● **WORK TO COMPLETE**: Each line from the one containing "If you would be willing to indicate the blurred" through the end of the data is to be written out exactly, and nothing more.

● **ENTRIES SUPPLIED**:
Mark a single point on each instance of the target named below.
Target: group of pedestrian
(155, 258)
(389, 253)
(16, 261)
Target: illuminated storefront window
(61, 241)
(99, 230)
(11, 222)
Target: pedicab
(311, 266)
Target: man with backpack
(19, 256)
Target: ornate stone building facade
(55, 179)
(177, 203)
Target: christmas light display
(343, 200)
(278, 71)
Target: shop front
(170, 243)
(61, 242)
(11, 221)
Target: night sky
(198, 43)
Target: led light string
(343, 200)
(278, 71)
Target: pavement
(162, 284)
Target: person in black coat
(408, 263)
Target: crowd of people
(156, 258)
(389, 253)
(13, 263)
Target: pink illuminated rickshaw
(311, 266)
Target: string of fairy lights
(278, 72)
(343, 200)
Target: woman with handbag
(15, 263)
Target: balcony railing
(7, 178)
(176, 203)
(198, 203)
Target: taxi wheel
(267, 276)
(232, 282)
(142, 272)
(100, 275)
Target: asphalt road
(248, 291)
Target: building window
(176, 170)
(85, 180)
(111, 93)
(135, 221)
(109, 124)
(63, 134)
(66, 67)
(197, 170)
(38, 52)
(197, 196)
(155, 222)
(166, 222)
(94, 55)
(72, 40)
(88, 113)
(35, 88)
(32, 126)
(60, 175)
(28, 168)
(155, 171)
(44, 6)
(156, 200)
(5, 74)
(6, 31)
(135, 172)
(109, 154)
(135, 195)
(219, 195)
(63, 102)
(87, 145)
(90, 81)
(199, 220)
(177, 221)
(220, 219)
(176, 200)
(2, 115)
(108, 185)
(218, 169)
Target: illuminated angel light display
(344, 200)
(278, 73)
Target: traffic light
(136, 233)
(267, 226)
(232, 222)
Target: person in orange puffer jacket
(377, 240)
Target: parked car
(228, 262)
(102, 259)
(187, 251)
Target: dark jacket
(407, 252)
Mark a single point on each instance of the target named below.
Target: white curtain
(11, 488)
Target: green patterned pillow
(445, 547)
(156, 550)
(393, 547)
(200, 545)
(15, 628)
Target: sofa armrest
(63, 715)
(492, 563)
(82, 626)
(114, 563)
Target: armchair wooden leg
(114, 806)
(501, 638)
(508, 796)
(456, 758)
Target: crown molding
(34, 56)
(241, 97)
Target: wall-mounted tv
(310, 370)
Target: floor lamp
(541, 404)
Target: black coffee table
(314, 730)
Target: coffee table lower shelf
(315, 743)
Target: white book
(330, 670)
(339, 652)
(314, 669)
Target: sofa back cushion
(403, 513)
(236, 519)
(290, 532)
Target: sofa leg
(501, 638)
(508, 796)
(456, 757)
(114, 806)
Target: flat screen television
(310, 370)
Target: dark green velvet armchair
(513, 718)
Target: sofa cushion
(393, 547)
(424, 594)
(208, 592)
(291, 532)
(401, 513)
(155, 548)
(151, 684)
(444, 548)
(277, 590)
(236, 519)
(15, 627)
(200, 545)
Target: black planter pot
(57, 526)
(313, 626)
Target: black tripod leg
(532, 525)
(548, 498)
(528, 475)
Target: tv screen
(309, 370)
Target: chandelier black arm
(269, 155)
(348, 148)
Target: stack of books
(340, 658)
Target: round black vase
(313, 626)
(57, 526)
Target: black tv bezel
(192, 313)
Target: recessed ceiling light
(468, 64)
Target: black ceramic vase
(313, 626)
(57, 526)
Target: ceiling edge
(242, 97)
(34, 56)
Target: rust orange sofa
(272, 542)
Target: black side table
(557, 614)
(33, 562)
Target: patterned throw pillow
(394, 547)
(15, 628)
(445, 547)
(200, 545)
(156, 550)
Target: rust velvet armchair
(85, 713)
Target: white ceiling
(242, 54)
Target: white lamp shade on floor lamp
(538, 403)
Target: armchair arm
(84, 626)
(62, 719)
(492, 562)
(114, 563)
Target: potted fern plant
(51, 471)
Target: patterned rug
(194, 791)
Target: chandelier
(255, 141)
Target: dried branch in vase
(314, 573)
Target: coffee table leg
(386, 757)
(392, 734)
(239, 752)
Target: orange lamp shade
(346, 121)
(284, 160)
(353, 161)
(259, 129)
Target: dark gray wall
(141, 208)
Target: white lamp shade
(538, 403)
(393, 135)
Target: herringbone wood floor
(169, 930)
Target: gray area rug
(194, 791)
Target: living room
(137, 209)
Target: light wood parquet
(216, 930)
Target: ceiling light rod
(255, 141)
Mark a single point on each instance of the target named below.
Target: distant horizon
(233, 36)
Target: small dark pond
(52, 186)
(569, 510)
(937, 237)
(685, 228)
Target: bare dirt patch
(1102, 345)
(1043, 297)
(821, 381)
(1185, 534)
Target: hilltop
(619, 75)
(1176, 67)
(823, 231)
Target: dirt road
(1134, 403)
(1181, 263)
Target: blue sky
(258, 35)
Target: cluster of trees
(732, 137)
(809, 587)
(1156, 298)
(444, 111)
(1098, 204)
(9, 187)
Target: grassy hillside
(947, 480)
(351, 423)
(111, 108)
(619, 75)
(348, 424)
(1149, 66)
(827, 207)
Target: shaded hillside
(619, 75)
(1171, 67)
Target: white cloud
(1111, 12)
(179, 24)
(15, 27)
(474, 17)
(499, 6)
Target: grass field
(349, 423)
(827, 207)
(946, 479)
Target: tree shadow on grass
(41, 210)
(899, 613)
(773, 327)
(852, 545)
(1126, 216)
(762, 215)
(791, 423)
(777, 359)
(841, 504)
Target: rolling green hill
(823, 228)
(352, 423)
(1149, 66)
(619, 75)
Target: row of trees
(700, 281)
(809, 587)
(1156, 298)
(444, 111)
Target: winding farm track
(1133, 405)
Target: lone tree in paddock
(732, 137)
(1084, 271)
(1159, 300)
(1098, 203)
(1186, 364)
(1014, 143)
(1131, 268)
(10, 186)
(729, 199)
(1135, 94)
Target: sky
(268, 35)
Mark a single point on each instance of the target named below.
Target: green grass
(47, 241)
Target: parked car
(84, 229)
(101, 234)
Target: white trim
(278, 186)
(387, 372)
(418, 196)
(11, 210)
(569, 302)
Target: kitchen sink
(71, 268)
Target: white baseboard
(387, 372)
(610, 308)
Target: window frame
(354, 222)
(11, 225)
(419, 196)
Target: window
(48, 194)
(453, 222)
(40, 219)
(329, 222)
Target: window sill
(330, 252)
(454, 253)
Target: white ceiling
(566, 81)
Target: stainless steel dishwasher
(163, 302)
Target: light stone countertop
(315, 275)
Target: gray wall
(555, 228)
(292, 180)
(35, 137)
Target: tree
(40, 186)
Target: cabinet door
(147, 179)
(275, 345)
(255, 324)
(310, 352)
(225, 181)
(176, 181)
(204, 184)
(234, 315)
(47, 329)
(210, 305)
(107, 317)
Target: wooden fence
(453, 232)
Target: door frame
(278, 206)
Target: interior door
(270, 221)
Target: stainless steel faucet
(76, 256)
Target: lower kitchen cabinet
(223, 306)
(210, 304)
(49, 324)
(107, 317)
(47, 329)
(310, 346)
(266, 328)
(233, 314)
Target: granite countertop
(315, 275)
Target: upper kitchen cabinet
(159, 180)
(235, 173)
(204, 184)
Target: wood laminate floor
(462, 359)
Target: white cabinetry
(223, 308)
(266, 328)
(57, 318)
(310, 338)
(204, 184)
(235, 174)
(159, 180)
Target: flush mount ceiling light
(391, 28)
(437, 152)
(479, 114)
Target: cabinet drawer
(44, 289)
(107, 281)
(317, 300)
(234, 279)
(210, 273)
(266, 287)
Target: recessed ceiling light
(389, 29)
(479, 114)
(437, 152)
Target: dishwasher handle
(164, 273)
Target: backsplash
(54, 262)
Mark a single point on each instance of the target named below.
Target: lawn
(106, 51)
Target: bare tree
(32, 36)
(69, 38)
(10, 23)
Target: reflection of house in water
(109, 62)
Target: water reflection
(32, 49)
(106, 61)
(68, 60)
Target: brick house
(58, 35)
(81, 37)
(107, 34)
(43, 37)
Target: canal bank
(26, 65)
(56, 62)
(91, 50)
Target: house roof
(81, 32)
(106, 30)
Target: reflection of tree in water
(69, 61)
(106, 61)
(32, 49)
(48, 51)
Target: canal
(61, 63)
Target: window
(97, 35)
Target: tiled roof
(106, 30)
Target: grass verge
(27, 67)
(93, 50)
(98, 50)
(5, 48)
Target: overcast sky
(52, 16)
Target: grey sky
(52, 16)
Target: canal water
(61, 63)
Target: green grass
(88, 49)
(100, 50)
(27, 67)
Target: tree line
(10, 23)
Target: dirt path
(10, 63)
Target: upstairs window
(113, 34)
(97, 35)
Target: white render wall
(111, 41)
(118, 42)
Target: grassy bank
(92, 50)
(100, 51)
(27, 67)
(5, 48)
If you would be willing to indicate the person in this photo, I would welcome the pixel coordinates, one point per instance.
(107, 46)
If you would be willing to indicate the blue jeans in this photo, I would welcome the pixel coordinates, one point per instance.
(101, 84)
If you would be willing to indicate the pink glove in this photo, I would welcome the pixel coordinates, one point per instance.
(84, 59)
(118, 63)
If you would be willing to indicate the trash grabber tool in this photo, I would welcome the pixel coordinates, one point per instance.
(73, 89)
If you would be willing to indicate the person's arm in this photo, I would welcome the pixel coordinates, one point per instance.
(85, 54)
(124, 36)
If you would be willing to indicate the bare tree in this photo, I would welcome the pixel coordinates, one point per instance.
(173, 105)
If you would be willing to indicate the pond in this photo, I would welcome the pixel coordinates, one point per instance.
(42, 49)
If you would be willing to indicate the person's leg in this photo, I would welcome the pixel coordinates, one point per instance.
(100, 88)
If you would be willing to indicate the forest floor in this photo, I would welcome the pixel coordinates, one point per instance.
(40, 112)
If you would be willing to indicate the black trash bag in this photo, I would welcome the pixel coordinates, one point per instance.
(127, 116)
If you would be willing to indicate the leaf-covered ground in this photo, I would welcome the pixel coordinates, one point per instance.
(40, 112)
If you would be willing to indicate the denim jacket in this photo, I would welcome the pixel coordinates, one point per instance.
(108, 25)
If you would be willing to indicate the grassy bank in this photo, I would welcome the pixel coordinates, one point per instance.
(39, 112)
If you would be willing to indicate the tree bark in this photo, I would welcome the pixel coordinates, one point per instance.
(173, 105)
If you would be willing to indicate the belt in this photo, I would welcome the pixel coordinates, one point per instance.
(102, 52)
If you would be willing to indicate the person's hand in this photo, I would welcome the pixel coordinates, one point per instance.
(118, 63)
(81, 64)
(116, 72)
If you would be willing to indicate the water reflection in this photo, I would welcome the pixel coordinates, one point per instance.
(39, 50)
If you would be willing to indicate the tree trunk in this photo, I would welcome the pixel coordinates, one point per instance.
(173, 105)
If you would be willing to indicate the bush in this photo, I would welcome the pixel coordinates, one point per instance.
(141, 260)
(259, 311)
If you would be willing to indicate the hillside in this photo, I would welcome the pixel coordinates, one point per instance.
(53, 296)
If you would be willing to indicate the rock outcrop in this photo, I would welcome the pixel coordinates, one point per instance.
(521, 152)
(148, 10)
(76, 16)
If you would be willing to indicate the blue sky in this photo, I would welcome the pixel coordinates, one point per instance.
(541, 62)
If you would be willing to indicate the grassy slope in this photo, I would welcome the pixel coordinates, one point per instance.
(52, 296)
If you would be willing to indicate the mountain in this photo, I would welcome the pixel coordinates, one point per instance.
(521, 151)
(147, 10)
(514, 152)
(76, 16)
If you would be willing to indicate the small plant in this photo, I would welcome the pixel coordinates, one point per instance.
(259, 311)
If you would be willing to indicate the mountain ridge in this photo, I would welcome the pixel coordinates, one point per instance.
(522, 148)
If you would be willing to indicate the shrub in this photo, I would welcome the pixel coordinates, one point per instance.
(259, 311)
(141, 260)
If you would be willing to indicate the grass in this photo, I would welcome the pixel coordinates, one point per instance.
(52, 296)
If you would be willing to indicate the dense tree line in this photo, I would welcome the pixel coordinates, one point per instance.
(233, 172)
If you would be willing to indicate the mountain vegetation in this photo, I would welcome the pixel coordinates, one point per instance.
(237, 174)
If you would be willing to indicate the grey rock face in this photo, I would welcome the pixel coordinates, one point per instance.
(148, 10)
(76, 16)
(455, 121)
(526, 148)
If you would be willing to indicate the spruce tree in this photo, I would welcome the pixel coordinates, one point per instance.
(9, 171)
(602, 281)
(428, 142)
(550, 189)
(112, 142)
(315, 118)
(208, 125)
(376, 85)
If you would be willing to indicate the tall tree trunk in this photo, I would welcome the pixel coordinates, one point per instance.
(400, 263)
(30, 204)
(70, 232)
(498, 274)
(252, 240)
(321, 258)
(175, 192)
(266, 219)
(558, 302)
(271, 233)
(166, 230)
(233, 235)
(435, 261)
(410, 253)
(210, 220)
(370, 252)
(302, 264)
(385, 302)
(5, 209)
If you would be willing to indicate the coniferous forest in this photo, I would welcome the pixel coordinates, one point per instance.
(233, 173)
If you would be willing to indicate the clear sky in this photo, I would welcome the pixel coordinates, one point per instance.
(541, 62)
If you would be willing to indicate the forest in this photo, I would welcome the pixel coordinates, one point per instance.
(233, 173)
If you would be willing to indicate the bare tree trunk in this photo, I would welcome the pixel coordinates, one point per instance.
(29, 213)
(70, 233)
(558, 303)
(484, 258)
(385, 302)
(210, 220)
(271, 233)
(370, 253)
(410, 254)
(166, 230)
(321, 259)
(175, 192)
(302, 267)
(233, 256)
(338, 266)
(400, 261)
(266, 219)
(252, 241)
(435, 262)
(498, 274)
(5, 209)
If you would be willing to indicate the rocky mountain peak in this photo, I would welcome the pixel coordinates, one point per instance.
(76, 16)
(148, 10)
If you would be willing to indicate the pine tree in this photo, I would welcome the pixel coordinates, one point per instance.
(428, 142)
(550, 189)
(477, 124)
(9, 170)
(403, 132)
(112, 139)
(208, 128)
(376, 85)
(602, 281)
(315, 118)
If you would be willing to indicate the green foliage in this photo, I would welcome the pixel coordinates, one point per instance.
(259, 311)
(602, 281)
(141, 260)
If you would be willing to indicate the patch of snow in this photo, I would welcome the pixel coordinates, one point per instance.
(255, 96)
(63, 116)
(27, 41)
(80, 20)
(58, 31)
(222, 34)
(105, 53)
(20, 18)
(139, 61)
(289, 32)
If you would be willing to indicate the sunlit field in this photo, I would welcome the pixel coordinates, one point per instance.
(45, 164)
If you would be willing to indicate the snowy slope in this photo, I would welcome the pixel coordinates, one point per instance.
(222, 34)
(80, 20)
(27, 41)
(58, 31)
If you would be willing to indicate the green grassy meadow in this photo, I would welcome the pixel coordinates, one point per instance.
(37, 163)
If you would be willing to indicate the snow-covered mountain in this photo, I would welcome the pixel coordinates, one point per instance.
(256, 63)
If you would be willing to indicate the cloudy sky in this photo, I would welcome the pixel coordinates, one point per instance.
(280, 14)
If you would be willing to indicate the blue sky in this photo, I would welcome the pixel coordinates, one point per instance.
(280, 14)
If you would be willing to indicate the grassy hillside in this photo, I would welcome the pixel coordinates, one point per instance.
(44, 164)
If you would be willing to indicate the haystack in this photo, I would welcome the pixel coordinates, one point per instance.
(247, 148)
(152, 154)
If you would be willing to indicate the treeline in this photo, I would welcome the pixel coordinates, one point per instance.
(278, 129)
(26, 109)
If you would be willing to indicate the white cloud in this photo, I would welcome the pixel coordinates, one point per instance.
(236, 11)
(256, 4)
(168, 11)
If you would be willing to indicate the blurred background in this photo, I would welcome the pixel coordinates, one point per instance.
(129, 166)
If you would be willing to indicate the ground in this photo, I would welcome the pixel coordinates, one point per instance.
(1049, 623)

● **TASK OUTPUT**:
If you would be willing to indicate the blurred background in this photo, I would welcome the pixel coordinates, one point per instance.
(129, 166)
If you would be willing to indicate the ground in this photo, I would welcome the pixel coordinates, one point per instance.
(1049, 623)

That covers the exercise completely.